◆ Given exercise 1 ◆
Answer these questions from the Senate hearing transcript, one per line, marked (a), (b), (c):
(a) How many grants were there in round 3?
(b) How many applications were scheduled in round 4?
(c) According to Senator Michael Baume, on what is the allocation of the funding done in the minister's office?

◆ Source ◆
★ ★ ★ ★ ★ ★ ★
Senator MICHAEL BAUME --I see. But the grants that are now being acquitted, can you remind me how many grants and out of how many applications? It was 600 or so out of 2,000-odd applications, was it not?

Mr Hamilton --Yes, something like that. I will give you the exact figures. In round 4 we have a total of 724 grants, though, of course, there are still some grants that are not fully paid out from round 3, where there were 338 grants.

Senator MICHAEL BAUME --That was out of a couple of thousand-odd applications.

Mr Hamilton --Round 3 there were 1,830 applications scheduled and round 4 there were 2,860 applications scheduled.

Senator MICHAEL BAUME --Thank you.

Senator IAN MACDONALD --What was the figure in round 4?

Mr Hamilton --Two thousand eight hundred and sixty applications were scheduled--

Senator IAN MACDONALD --The successful ones.

Mr Hamilton --There were 724 successful grants.

Senator MICHAEL BAUME --So really we have a problem here in this committee, have we not, establishing what is the cost of administering a program like this. While we can see what the department's administrative costs are, we do not know the costs of the staff involved in actually making allocations in the minister's office.

Mr Hamilton --No, the salaries of those staff do not show up against the department's appropriations.

Senator MICHAEL BAUME --And because the staff is employed by a different department and we do not know exactly how many of those staff are employed and over what period in allocating the money--

Senator Richardson --That is information not known about any minister's staff, not simply Minister Kelly's--

Senator MICHAEL BAUME --Yes, I accept that.

Senator Richardson --It would be the same of my staff or anybody else's. We do not keep a record of how many hours, as an example, how many days, how many months anyone works on a particular project. Of course, as time goes by you move your staff onto projects that are of some urgency that require more. But no-one checks.

Senator MICHAEL BAUME --I acknowledge that and it underlines the point I am trying to make, which is that because of the specific nature of this operation where it is allocated in the minister's office, a Senate committee inquiry like this has no capacity to establish the real cost of administering the program. We have no capacity to do so and we have just established that. The costs we know in terms of administration only relate to the departmental costs. You have said that you do not know anyway. The fact is there are no other programs, Minister, where the allocation of the funding is done by the minister and her staff on a whiteboard in her office. We do not have the capacity in this committee to examine the criteria, the method by which the expenditure is determined, which breaks every basic rule of responsible government.
★ ★ ★ ★ ★ ★ ★
◆ Input material ◆
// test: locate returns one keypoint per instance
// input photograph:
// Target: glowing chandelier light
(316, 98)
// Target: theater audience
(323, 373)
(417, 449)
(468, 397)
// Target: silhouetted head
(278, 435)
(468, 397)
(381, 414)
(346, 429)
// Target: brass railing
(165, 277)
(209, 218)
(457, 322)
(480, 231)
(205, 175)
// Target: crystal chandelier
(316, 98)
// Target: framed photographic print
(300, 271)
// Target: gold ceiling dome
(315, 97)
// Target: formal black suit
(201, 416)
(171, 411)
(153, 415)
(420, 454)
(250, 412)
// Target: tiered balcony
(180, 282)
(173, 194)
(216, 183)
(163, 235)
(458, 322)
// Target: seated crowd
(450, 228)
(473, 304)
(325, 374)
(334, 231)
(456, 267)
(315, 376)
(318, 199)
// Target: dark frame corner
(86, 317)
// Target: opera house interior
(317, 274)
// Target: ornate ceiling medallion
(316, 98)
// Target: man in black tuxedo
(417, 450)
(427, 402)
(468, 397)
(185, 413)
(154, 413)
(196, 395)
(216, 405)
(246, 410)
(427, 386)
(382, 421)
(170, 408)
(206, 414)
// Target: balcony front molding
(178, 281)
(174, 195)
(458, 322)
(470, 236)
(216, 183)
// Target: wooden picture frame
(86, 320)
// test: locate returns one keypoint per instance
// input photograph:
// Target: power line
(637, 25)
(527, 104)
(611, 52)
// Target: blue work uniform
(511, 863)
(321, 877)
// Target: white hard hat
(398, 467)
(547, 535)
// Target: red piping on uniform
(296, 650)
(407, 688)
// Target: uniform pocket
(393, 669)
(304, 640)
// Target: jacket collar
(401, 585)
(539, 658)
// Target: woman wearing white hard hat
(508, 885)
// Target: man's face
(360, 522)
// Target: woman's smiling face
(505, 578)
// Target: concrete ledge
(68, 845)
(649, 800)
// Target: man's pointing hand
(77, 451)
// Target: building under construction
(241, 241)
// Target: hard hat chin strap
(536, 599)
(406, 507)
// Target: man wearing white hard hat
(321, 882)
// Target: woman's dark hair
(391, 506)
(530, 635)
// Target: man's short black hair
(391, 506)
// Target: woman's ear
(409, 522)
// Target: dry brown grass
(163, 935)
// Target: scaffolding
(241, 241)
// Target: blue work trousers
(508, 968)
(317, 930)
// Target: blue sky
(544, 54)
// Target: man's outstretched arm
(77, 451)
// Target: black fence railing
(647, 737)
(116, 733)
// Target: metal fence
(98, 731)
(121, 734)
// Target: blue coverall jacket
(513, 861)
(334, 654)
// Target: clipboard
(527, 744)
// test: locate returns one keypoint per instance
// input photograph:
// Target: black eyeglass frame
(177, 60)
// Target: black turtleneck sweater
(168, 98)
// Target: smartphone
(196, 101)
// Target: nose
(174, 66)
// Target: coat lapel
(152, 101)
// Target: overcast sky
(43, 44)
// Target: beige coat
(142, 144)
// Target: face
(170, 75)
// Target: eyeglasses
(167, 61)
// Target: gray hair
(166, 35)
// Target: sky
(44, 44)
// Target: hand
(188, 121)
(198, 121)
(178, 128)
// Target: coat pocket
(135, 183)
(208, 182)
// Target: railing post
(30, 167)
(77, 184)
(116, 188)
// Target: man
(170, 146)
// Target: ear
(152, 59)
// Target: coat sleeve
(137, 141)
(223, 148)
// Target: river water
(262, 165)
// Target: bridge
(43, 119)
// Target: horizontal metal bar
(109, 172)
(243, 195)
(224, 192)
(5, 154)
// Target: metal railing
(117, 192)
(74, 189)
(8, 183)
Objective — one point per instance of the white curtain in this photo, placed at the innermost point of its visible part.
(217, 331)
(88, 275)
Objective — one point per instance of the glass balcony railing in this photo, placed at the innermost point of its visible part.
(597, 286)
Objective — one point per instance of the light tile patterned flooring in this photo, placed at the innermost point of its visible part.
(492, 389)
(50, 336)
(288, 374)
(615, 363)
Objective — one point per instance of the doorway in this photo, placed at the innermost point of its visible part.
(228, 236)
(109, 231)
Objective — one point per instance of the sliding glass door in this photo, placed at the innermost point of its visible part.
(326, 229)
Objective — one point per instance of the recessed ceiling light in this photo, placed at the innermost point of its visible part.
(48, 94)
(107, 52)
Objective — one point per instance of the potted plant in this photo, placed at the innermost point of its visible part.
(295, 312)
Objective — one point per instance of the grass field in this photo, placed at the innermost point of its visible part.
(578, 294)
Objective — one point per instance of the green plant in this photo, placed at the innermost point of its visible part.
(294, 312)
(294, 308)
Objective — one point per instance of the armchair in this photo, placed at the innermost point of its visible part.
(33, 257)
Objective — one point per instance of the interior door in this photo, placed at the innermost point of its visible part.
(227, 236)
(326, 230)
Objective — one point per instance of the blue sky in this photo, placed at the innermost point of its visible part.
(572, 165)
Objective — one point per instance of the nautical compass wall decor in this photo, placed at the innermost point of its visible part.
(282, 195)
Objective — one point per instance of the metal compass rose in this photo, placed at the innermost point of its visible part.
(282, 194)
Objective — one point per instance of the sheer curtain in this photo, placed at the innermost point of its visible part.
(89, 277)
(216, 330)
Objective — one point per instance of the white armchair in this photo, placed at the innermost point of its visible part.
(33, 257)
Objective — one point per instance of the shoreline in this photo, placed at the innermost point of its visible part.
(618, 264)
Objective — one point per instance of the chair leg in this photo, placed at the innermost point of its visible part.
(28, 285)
★ ★ ★ ★ ★ ★ ★
◆ Given exercise 2 ◆
Select every line of the listing that contains the string "jacket". Case counts.

◆ Right answer 1 ◆
(a) 338
(b) 2,860
(c) A whiteboard

◆ Right answer 2 ◆
// Target: jacket collar
// Target: blue coverall jacket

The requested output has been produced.